### WHAT TO WORK ON:
Look through the entries below for the string "right", and copy each line where it is found.

*** INFORMATION GIVEN Section Begins ***

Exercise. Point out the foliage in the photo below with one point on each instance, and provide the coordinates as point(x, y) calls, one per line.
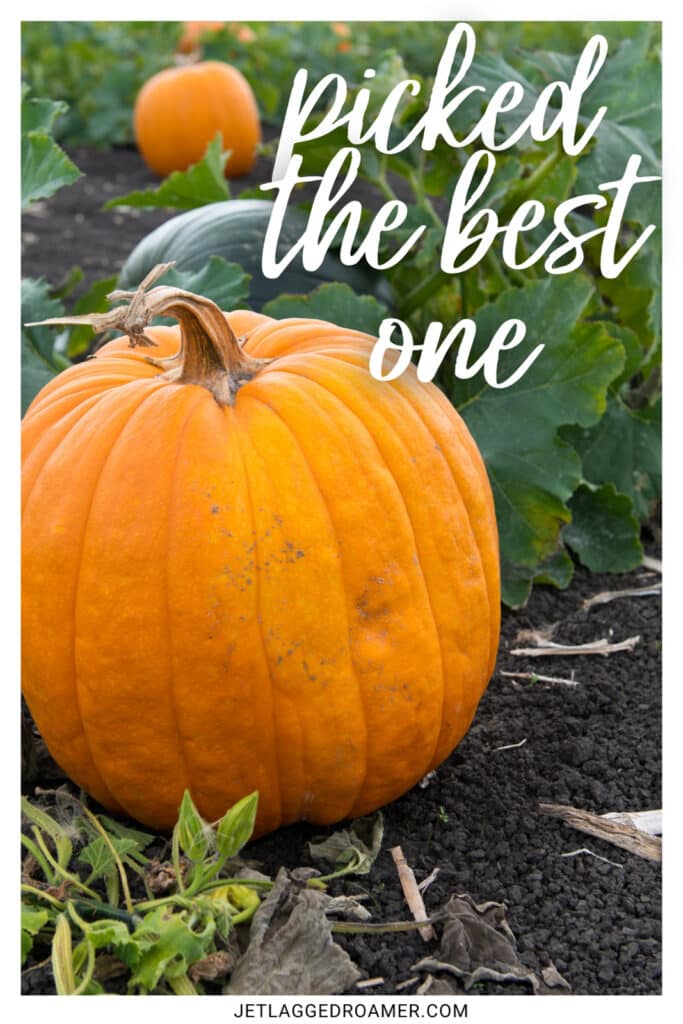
point(45, 167)
point(203, 182)
point(112, 901)
point(573, 448)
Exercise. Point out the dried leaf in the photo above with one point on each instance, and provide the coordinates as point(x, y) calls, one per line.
point(291, 950)
point(477, 944)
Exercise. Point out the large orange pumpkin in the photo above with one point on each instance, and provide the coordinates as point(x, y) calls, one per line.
point(179, 111)
point(252, 567)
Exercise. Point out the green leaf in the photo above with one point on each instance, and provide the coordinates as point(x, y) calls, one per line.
point(38, 361)
point(32, 922)
point(93, 301)
point(107, 932)
point(141, 839)
point(45, 168)
point(226, 284)
point(236, 827)
point(40, 115)
point(624, 449)
point(62, 964)
point(603, 532)
point(203, 182)
point(165, 944)
point(352, 850)
point(337, 303)
point(531, 470)
point(98, 857)
point(193, 829)
point(56, 832)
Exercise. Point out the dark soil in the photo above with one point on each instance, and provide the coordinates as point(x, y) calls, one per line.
point(595, 745)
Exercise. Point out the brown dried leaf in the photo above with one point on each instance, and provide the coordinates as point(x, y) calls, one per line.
point(477, 944)
point(214, 966)
point(291, 950)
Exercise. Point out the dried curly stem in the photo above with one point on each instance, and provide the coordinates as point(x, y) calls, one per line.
point(210, 354)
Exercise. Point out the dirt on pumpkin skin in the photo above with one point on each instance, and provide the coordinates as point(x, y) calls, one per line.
point(595, 745)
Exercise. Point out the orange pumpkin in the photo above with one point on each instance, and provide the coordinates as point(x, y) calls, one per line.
point(252, 566)
point(179, 111)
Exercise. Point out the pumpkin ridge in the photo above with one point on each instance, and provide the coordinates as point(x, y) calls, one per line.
point(96, 769)
point(414, 532)
point(324, 504)
point(167, 608)
point(79, 411)
point(467, 450)
point(433, 762)
point(493, 604)
point(475, 461)
point(130, 419)
point(245, 463)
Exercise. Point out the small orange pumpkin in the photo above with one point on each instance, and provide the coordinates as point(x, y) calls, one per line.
point(251, 566)
point(179, 111)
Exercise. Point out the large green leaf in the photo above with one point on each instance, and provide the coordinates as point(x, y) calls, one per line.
point(226, 284)
point(203, 182)
point(337, 303)
point(45, 167)
point(532, 471)
point(603, 532)
point(624, 449)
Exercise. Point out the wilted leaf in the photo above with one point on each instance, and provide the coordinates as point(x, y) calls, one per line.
point(191, 829)
point(98, 857)
point(354, 849)
point(165, 944)
point(236, 827)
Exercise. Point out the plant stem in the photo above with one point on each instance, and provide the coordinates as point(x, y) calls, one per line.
point(56, 903)
point(117, 859)
point(38, 856)
point(346, 928)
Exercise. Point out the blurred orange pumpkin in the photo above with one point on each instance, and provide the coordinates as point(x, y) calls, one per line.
point(179, 111)
point(342, 30)
point(193, 32)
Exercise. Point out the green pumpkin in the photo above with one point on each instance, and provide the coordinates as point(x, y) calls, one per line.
point(236, 229)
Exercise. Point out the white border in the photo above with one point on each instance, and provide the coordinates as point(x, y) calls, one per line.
point(626, 1009)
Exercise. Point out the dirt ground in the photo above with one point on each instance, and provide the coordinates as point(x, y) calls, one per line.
point(594, 745)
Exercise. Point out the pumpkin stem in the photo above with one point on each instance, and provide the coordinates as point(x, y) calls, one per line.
point(210, 353)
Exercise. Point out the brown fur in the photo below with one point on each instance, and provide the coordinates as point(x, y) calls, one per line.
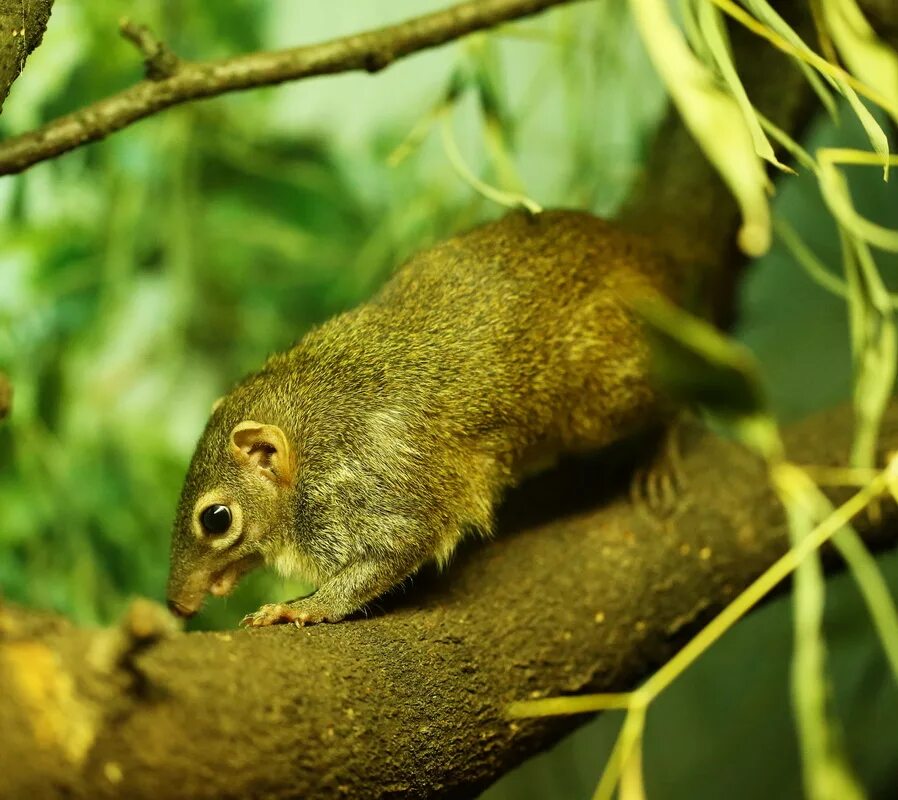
point(482, 358)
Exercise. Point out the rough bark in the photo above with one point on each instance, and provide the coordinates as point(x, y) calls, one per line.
point(22, 26)
point(408, 703)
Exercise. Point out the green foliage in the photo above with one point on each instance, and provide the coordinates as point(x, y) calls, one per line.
point(142, 276)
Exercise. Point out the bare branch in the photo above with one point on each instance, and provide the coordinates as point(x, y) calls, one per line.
point(5, 395)
point(411, 703)
point(371, 51)
point(22, 26)
point(159, 61)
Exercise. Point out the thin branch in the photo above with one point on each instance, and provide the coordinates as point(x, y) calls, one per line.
point(190, 80)
point(5, 395)
point(159, 61)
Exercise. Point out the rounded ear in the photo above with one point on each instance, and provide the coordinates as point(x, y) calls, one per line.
point(265, 450)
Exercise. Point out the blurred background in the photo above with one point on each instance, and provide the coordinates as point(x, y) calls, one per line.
point(140, 277)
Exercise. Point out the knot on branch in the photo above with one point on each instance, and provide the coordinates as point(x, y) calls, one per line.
point(159, 61)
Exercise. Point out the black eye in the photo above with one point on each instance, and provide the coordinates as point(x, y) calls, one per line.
point(216, 519)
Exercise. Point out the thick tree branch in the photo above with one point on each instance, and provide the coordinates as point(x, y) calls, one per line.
point(22, 26)
point(371, 51)
point(410, 703)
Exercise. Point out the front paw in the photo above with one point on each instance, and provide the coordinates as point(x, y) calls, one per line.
point(298, 613)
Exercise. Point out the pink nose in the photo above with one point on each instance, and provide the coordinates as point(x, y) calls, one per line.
point(180, 610)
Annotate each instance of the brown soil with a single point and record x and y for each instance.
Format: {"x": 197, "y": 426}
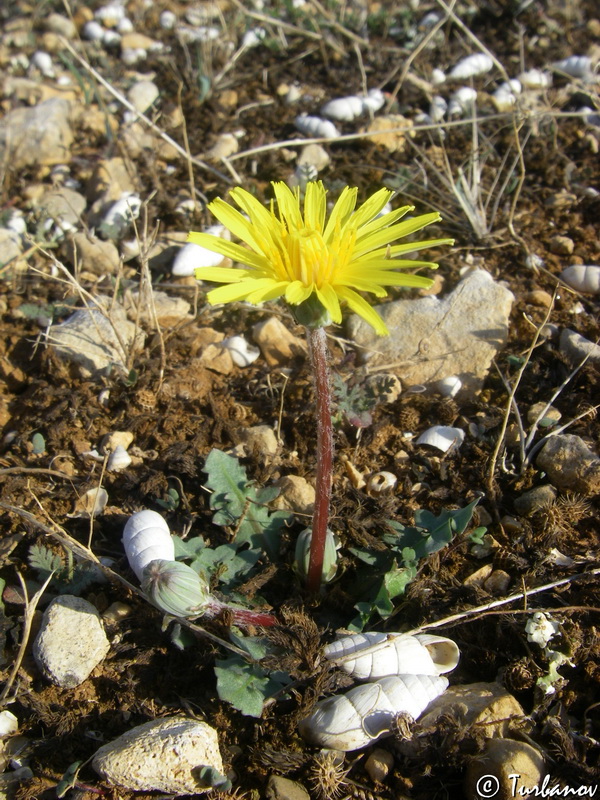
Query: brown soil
{"x": 178, "y": 416}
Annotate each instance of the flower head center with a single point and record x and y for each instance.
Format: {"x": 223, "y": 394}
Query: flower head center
{"x": 309, "y": 256}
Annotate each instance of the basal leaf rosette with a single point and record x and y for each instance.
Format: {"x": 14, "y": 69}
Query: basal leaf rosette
{"x": 297, "y": 253}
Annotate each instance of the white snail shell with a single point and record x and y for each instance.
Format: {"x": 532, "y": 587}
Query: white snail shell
{"x": 356, "y": 719}
{"x": 374, "y": 655}
{"x": 317, "y": 127}
{"x": 146, "y": 538}
{"x": 575, "y": 66}
{"x": 471, "y": 66}
{"x": 344, "y": 109}
{"x": 582, "y": 277}
{"x": 442, "y": 437}
{"x": 462, "y": 101}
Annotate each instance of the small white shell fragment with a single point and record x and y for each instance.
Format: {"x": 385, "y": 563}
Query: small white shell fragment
{"x": 242, "y": 353}
{"x": 110, "y": 14}
{"x": 471, "y": 66}
{"x": 450, "y": 386}
{"x": 438, "y": 108}
{"x": 575, "y": 66}
{"x": 317, "y": 127}
{"x": 343, "y": 109}
{"x": 373, "y": 655}
{"x": 535, "y": 79}
{"x": 163, "y": 755}
{"x": 167, "y": 20}
{"x": 540, "y": 629}
{"x": 253, "y": 37}
{"x": 462, "y": 101}
{"x": 43, "y": 62}
{"x": 93, "y": 31}
{"x": 381, "y": 482}
{"x": 442, "y": 437}
{"x": 438, "y": 76}
{"x": 125, "y": 25}
{"x": 192, "y": 256}
{"x": 121, "y": 213}
{"x": 362, "y": 715}
{"x": 582, "y": 277}
{"x": 146, "y": 538}
{"x": 374, "y": 100}
{"x": 9, "y": 724}
{"x": 119, "y": 459}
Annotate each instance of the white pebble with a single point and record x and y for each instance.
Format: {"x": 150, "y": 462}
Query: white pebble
{"x": 43, "y": 62}
{"x": 167, "y": 20}
{"x": 242, "y": 353}
{"x": 471, "y": 67}
{"x": 575, "y": 66}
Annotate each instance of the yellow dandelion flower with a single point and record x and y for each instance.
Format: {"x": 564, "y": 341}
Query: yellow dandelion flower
{"x": 304, "y": 256}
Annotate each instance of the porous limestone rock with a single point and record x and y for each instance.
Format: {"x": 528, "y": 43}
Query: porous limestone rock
{"x": 164, "y": 755}
{"x": 432, "y": 338}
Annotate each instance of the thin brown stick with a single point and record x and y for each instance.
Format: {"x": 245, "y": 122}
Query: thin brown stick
{"x": 487, "y": 607}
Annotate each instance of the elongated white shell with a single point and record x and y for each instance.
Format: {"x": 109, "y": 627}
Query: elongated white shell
{"x": 344, "y": 109}
{"x": 442, "y": 437}
{"x": 317, "y": 127}
{"x": 373, "y": 655}
{"x": 535, "y": 79}
{"x": 582, "y": 278}
{"x": 146, "y": 538}
{"x": 356, "y": 719}
{"x": 471, "y": 66}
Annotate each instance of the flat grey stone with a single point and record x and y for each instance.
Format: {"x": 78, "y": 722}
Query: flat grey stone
{"x": 570, "y": 464}
{"x": 164, "y": 755}
{"x": 431, "y": 338}
{"x": 41, "y": 135}
{"x": 97, "y": 339}
{"x": 71, "y": 641}
{"x": 576, "y": 347}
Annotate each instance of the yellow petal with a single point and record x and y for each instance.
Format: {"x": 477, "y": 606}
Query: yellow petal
{"x": 370, "y": 208}
{"x": 297, "y": 293}
{"x": 383, "y": 237}
{"x": 315, "y": 206}
{"x": 289, "y": 205}
{"x": 221, "y": 274}
{"x": 363, "y": 309}
{"x": 340, "y": 212}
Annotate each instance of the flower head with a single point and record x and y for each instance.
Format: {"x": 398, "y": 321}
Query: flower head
{"x": 303, "y": 256}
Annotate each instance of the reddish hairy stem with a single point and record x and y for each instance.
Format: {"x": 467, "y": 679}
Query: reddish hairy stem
{"x": 317, "y": 341}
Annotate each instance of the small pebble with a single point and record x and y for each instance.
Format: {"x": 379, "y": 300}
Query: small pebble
{"x": 562, "y": 245}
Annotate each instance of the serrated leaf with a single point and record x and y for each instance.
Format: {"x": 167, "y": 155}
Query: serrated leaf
{"x": 241, "y": 684}
{"x": 44, "y": 560}
{"x": 188, "y": 548}
{"x": 69, "y": 779}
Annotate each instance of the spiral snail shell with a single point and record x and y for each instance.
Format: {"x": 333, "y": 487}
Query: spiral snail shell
{"x": 362, "y": 715}
{"x": 146, "y": 538}
{"x": 374, "y": 655}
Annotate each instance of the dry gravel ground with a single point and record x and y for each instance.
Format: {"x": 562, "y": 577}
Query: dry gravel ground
{"x": 526, "y": 208}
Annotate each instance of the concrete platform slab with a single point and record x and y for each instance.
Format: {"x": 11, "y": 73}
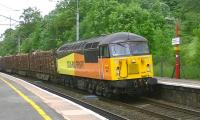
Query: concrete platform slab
{"x": 56, "y": 107}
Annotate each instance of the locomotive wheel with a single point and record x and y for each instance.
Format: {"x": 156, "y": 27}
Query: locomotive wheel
{"x": 106, "y": 91}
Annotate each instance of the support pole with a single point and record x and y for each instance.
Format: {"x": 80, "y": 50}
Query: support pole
{"x": 77, "y": 21}
{"x": 177, "y": 67}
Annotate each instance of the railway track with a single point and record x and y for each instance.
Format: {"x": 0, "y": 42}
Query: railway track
{"x": 162, "y": 110}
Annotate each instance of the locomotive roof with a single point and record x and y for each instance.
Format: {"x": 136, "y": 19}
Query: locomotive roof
{"x": 107, "y": 39}
{"x": 117, "y": 37}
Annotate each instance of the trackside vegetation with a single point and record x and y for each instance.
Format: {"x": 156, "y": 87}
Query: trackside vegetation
{"x": 153, "y": 19}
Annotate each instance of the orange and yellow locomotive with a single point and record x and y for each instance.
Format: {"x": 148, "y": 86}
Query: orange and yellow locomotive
{"x": 119, "y": 63}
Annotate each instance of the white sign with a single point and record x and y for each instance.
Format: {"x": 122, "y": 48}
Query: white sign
{"x": 176, "y": 41}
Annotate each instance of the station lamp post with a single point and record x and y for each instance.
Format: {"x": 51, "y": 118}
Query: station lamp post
{"x": 77, "y": 18}
{"x": 11, "y": 19}
{"x": 176, "y": 43}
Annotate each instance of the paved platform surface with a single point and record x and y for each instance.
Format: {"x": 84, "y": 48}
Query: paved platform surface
{"x": 179, "y": 82}
{"x": 20, "y": 100}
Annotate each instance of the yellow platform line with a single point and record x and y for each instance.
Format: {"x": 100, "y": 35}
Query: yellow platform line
{"x": 28, "y": 100}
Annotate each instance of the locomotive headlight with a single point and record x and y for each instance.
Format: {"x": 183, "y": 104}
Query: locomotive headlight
{"x": 148, "y": 68}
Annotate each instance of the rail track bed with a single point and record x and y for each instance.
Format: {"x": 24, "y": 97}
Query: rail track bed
{"x": 141, "y": 109}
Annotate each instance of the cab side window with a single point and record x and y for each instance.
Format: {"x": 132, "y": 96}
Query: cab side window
{"x": 104, "y": 51}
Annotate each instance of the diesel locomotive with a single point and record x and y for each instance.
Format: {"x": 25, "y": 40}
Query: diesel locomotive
{"x": 118, "y": 63}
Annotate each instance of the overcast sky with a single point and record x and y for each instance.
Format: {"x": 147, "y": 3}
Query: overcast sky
{"x": 14, "y": 8}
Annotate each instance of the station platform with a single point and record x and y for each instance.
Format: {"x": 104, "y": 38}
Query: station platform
{"x": 20, "y": 100}
{"x": 194, "y": 84}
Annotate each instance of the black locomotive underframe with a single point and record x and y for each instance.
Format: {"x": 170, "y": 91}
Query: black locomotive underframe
{"x": 107, "y": 88}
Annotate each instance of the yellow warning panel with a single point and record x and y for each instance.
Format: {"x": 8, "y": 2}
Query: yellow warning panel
{"x": 65, "y": 65}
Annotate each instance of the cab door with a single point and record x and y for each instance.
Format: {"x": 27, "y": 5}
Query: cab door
{"x": 104, "y": 62}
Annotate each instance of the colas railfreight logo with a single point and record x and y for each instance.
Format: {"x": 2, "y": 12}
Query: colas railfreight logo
{"x": 75, "y": 64}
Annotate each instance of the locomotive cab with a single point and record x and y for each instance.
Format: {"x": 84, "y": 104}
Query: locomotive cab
{"x": 127, "y": 60}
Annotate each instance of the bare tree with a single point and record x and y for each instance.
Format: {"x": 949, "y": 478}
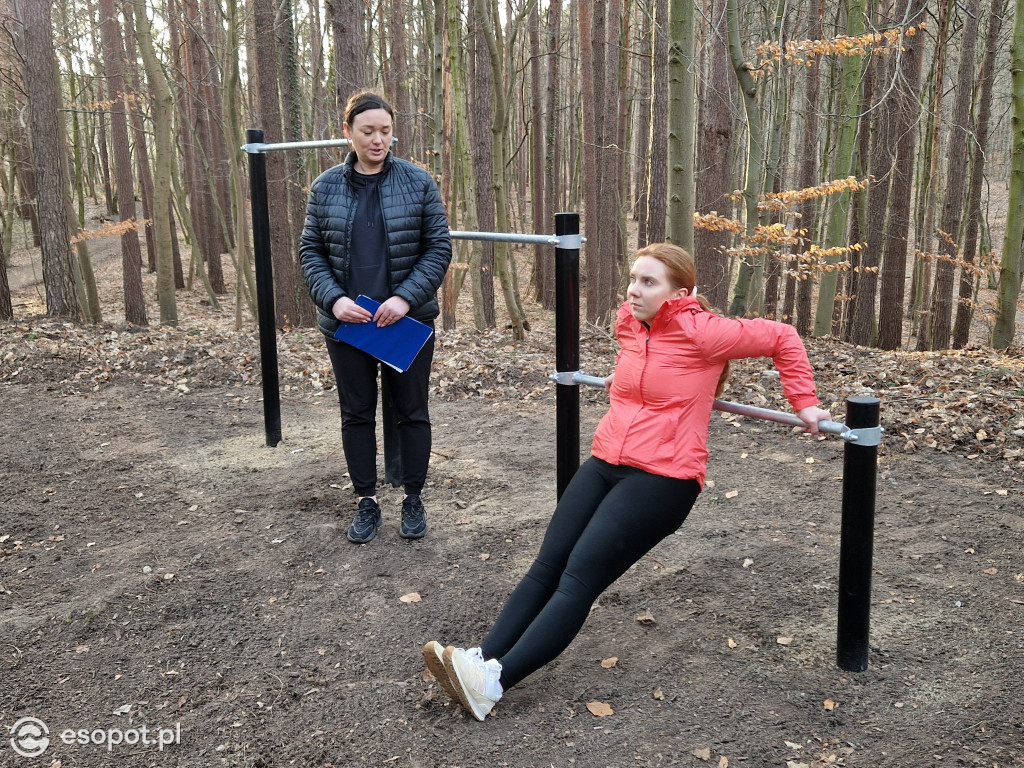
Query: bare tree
{"x": 6, "y": 308}
{"x": 657, "y": 194}
{"x": 53, "y": 193}
{"x": 285, "y": 285}
{"x": 163, "y": 107}
{"x": 986, "y": 79}
{"x": 1010, "y": 270}
{"x": 905, "y": 117}
{"x": 349, "y": 48}
{"x": 131, "y": 252}
{"x": 713, "y": 172}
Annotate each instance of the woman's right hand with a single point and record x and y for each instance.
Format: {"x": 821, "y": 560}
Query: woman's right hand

*** INFORMATION GIVEN Section Ends ***

### FINISHED TASK:
Annotate each instance of the woman's right hand with a single point and record x and y for each instance.
Query: woman's right hand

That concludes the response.